## Brief
Extract the data exactly, missing nothing.

== Data excerpts

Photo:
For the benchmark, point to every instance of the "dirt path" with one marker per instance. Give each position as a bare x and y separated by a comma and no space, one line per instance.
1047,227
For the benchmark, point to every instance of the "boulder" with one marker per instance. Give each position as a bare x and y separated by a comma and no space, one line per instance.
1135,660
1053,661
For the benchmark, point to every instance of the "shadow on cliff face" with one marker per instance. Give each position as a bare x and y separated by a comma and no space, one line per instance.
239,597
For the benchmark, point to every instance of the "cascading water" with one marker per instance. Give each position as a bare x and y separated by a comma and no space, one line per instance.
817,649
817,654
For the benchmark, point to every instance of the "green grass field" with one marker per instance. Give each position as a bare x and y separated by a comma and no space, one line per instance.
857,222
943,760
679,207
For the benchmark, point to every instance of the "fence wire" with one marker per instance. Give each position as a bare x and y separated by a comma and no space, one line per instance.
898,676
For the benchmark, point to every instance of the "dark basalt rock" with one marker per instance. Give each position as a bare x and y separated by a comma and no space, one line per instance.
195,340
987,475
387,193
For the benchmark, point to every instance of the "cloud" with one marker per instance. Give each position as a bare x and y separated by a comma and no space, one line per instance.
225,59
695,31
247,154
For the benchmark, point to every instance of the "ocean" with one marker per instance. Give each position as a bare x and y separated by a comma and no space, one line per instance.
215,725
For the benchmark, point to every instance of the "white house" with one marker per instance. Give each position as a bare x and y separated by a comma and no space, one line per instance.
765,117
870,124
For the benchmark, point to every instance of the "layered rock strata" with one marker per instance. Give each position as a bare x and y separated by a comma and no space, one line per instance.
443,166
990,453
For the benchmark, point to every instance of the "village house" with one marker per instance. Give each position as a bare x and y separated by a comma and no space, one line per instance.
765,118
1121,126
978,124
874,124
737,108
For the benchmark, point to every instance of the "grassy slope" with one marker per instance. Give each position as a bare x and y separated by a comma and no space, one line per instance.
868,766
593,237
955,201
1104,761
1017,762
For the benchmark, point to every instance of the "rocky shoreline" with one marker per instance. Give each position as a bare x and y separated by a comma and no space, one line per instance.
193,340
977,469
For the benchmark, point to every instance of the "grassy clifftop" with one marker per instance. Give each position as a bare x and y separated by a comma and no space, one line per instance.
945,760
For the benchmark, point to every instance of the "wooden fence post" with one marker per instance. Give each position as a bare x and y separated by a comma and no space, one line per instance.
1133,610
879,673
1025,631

====

## Answer for the task
Photo:
For the benchmark, point to every instance of the "dirt path" with one marker per instance. Give each position as a bare x and y separated by a comma and no space, one line per instance.
1047,227
For the benchmark, point to every instance of the "boulder" with one marker per instance. Give each position as a bare x and y separated by a comma and no space, one line per instance.
1135,660
1053,661
For the benchmark, point to every instance of the "shadow on cliff face" with one marker per instance. Give each position as a bare x and y separated by a comma and no space, one line per instance.
239,597
For the benchmark, point to every instance of the "cascading water" with one marker per instance. Give each position as a bare x and y separated by a comma and no space, one line per instance.
817,649
817,654
For the benchmark, point to every instance of the "green grass field" with one marker per instance. Give each position as a bare x and y separated by a comma and no space, one line per instance.
857,222
943,760
679,207
For the benchmark, point to every instance of the "fence wire" with one marker per instance. Give each position as a bare x and y separated by a comma and no space, one line per instance.
898,676
For the benchmark, point to every instance of the "dark basalt rock" with one marker per instance. Give each position as a bare x and y separated by a comma and no space, one line per instance.
195,340
987,475
387,193
For the benchmark, point to every instance of the "cloud" with one marker per instance. Give each position as a bare x and y separated by a comma and no space, one line per instance.
225,59
695,31
247,154
For the benchmark, point to every instance of the "ocean" with one marker per instance. Give each position as a bare x and y separated by a comma and no space, one line per instance.
215,725
For the benchmark, point to every instance of the "white house" with one marker per instance. Give each position as a bare x and y separated by a comma and no space, one line per instance.
765,117
870,124
For the benchmark, point to every instance of the "layered rock strata" with one marker per instance. Give each position as a bare x and y separated by a comma and no space, one line per instance.
443,166
990,453
For the benchmark, point to every instance of the "village house" with one marker per instance. Give each position as a bare x and y separated by a comma and no space, one line per instance.
765,118
1121,126
978,124
874,124
737,108
For the benchmark, point to every instance of the "grassy slope" with one marker per instance. Give each position as a bare x and y separated by a comma and no space, one line per instance.
868,766
593,237
955,201
1104,761
1017,762
For the benchmark, point to every instance of the "rocky shoreline" with one marker per instance. Give each position as a bare x and y separated by a comma and no space, one line per instance.
193,340
977,469
For the benchmark, point to every instance of the "grassy clifftop" with one marker per instance. Give each position as a bare x and y separated by a comma and no space, one line per instance.
945,760
For the benchmark, point to every instance of the "wooden fence post" with one marker per instance. Give each position as a bare x and y separated by a comma and no space, one line per instance.
1133,610
879,673
1025,631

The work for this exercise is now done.